GIVEN TEXT
As much as I admire the petite perfection of professionally produced patisserie, I retain a soft spot for old-fashioned home baking. Apart from the gratifying results, the hands-on process of working with butter and flour, and filling the house with the scent of warm sugar and spice, can make you feel good about the world in a way no other form of cooking can. Which is probably why I bake so often. Most of it, even when the recipe involves yeast, is much easier than we are often led to believe. A doddle in fact.

Dried cherry and apricot buns

Scandinavia has an extraordinary range of bun goods, often more spicy and moist than our own Chelsea and Bath buns. Their home baking is typically scented with cardamom and cinnamon, spices I need no encouragement to use. These plump little buns are easy to make, and, for a recipe that contains yeast, exceptionally good-natured. They take a while to prove, so I tend to make them on a day on which I am at home doing something else, letting their slow rising fit around my other jobs. Makes 18-20

flour - 500g
easy blend yeast - 1 x 7g sachet
green cardamom pods - 10
semi-skimmed milk - 310ml
butter - 65g
light muscovado sugar - 65g
dried cherries - 100g
soft dried apricots - 150g
cinnamon - 1 heaped tsp
egg - 1, beaten with a little milk
runny honey - 4 tbs

Sift the flour with a generous pinch of salt into a large mixing bowl. Stir in the yeast. Crack open the cardamom shells, pull out the black seeds and grind them to a fine powder. A pestle and mortar will be useful here. Add them to the milk then warm it gently in a small saucepan. Test it with your finger - it should be slightly hotter than body temperature. Pour the milk into the flour and yeast and stir, then mix to a soft ball of dough with your hands.

Tip the dough out onto a floured surface and knead for 9 or 10 minutes. There is no need to be rough with it. Once the dough feels soft, silky and springy, place it in a lightly oiled bowl, cover with a clean tea towel and put it somewhere warm for a full hour and a half to two hours, until it has almost doubled in size.

Cream the butter and sugar together briefly with a wooden spoon, then stir in the dried cherries and the roughly chopped apricots. Season with the ground cinnamon.

Tip the dough out onto a floured surface and roll out to a rectangle about 30cm x 40cm. Place it with the longest side towards you. Spread the fruit mixture over the dough - it will appear quite thinly coated - then brush the far edge with a little beaten egg and milk. Roll up the dough to produce a long, thick 40cm sausage.

Put some paper cases on a baking sheet. Slice the dough into 18-20 rounds. Place each one in a paper case then put the tray in a warm place for a further 45 minutes to an hour to rise. Set the oven at 200°C/gas 6.

Brush the buns lightly with more of the egg and milk then bake for 25 minutes or until golden and nicely risen.

THE INPUT
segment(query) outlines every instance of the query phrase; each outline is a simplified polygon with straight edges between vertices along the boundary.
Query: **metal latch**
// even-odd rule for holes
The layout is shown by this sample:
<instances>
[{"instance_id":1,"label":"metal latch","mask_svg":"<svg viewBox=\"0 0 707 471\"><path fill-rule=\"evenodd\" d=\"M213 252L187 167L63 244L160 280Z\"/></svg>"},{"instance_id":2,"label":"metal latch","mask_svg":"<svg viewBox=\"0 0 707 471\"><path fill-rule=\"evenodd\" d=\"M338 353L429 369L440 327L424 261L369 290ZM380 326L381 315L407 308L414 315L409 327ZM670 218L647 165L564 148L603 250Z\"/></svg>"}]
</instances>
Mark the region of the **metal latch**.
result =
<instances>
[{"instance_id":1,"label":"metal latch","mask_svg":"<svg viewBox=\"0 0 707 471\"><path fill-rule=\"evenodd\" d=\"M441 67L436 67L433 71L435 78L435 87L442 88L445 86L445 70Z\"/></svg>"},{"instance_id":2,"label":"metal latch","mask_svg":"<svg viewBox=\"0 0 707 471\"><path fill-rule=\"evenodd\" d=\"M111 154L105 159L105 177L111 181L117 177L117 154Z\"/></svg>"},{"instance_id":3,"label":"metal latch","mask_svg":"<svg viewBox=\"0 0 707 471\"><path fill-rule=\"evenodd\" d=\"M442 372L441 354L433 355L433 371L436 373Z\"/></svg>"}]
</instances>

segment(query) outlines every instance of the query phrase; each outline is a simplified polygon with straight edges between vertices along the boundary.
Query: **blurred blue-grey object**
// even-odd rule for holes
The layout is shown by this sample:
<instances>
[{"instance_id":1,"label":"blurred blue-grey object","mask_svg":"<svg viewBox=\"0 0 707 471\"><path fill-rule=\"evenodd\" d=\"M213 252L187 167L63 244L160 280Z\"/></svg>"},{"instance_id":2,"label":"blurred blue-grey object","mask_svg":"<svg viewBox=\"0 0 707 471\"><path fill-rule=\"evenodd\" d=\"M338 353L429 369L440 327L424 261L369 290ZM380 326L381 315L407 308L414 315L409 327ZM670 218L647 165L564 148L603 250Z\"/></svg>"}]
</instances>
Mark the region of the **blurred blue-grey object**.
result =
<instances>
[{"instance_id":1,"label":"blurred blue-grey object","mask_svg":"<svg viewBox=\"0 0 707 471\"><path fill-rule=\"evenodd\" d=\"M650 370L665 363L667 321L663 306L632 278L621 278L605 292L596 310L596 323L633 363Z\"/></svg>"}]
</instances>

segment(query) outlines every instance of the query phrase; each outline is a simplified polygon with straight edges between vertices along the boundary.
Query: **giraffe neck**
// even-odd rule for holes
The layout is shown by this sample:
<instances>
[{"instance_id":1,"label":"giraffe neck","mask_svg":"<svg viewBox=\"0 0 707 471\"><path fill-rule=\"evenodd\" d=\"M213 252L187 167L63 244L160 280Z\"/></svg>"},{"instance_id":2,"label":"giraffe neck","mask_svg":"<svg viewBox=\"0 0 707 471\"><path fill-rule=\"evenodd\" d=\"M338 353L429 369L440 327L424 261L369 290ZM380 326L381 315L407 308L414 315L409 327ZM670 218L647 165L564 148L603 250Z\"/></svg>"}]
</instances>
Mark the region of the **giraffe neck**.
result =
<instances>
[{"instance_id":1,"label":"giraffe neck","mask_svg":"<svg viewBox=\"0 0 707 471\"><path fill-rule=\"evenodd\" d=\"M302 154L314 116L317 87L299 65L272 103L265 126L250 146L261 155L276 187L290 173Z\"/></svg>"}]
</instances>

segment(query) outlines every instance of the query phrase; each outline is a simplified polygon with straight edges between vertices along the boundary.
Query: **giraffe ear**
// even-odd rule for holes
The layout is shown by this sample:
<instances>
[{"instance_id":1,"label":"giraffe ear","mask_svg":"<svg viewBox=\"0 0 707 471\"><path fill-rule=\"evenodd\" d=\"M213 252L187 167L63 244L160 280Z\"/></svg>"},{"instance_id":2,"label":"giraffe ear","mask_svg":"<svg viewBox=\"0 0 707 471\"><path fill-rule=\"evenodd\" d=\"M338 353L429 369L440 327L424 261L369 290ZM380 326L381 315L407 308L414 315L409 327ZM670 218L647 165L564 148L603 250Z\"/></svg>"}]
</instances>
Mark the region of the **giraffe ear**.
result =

WRITTEN PROBLEM 1
In the bun recipe, what oven setting should be used?
WRITTEN PROBLEM 2
Gather every line of the listing that contains the string "giraffe". Case counts.

RESPONSE 1
200°C/gas 6.

RESPONSE 2
Query: **giraffe neck**
[{"instance_id":1,"label":"giraffe neck","mask_svg":"<svg viewBox=\"0 0 707 471\"><path fill-rule=\"evenodd\" d=\"M213 252L187 167L63 244L160 280Z\"/></svg>"},{"instance_id":2,"label":"giraffe neck","mask_svg":"<svg viewBox=\"0 0 707 471\"><path fill-rule=\"evenodd\" d=\"M338 353L429 369L440 327L424 261L369 290ZM380 326L381 315L407 308L414 315L409 327ZM670 218L647 165L564 148L603 250Z\"/></svg>"}]
Mark the region of the **giraffe neck**.
[{"instance_id":1,"label":"giraffe neck","mask_svg":"<svg viewBox=\"0 0 707 471\"><path fill-rule=\"evenodd\" d=\"M302 154L314 116L317 87L299 65L272 103L265 126L250 146L261 155L276 187L290 173Z\"/></svg>"}]
Query: **giraffe ear**
[{"instance_id":1,"label":"giraffe ear","mask_svg":"<svg viewBox=\"0 0 707 471\"><path fill-rule=\"evenodd\" d=\"M213 252L187 167L63 244L160 280Z\"/></svg>"},{"instance_id":2,"label":"giraffe ear","mask_svg":"<svg viewBox=\"0 0 707 471\"><path fill-rule=\"evenodd\" d=\"M338 353L429 369L440 327L424 261L369 290ZM380 326L381 315L407 308L414 315L409 327ZM670 218L647 165L564 148L603 250Z\"/></svg>"}]
Mark the region of the **giraffe ear**.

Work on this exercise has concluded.